[SET OF TASKS]
[1] In the forum thread on stocks making new highs or lows, which four stocks does kam75 say made new 100 day highs?
[2] From the forum thread on stocks making new highs or lows, reproduce the stretch from "## wonderrman (14" through "it for you.".

>> Start EXCERPT

# Stocks making a new high or new low?



## Barnicle (13 January 2009)

Hi - just wondering if anyone can please tell me where I can get a list of stocks that have made a new high or new low over a specific time frame.

Thanx in advance.


----------



## Panacea (13 January 2009)

Hi Barnicle,

Most, if not all, charting programs can scan for all sorts of data including new highs and lows. Metastock and AmiBroker seem to be the most popular but there are many others including a couple of freeware programs. They have to be installed on your puter and then data imported. 

I don't know of any web-based tools for scanning, but they may be out there.

Try googling 'free charting programs'.

Cheers.


----------



## kam75 (13 January 2009)

A lot of stocks making new highs in the current market.  For example yesterday, the following stocks made new 100 day highs: CCL, CFE, PPP and SGL.  I think a scanning software is your best bet but you can also find a lot of good stocks on ASX stocks chat posts.
regards


----------



## Gundini (13 January 2009)

Barnicle said:


> Hi - just wondering if anyone can please tell me where I can get a list of stocks that have made a new high or new low over a specific time frame.
> 
> Thanx in advance.




A little more work but worth the time is to buy the weekend Finacial Review.


----------



## Barnicle (14 January 2009)

Thanx for all the replies


----------



## wonderrman (14 January 2009)

I think the Sun and Age have the low and highs on the second or third page of their business section as well. The Weekend AFR has stacks of info and tables though.


----------



## tech/a (14 January 2009)

StockScan.com.au will do it for you.
Think you get a free month.


----------



## Dona Ferentes (15 June 2021)

ASX200 at high at the closing bell of 7379


----------

>> End EXCERPT
>> Start EXTRACTED INFORMATION

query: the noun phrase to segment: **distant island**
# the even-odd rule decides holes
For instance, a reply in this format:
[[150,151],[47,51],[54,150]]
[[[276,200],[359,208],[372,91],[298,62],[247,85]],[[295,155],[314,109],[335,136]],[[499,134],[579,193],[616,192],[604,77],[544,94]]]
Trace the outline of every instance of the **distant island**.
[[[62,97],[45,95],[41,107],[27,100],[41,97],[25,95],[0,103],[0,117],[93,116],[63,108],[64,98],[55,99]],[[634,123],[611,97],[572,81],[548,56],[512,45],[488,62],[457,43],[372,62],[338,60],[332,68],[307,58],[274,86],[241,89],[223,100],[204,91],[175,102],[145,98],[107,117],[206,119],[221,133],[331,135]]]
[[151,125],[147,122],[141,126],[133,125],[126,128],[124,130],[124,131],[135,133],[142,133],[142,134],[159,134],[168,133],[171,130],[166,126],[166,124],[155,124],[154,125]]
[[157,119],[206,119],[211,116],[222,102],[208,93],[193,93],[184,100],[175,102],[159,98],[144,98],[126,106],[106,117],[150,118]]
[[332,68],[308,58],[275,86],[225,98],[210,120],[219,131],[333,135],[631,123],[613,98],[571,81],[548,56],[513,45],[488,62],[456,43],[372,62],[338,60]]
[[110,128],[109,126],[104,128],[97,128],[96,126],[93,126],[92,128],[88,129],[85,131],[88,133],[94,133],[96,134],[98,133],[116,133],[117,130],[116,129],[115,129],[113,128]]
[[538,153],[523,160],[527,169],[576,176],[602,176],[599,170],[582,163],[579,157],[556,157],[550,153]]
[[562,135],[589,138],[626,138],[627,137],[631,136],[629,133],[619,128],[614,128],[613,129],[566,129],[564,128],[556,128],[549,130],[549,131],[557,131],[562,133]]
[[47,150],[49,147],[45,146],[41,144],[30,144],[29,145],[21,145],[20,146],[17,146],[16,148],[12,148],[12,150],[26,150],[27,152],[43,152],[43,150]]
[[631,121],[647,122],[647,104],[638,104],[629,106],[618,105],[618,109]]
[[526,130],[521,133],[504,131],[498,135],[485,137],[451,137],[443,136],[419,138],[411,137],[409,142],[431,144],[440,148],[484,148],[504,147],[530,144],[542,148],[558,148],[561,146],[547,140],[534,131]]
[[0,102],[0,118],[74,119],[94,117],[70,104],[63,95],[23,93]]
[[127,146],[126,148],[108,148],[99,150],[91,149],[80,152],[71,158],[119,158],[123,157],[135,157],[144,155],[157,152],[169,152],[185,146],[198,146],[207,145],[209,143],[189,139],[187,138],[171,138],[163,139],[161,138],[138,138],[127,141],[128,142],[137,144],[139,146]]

>> End EXTRACTED INFORMATION

[ANSWERS BY TASK]
[1] CCL, CFE, PPP and SGL.

[2]
## wonderrman (14 January 2009)

I think the Sun and Age have the low and highs on the second or third page of their business section as well. The Weekend AFR has stacks of info and tables though.


----------



## tech/a (14 January 2009)

StockScan.com.au will do it for you.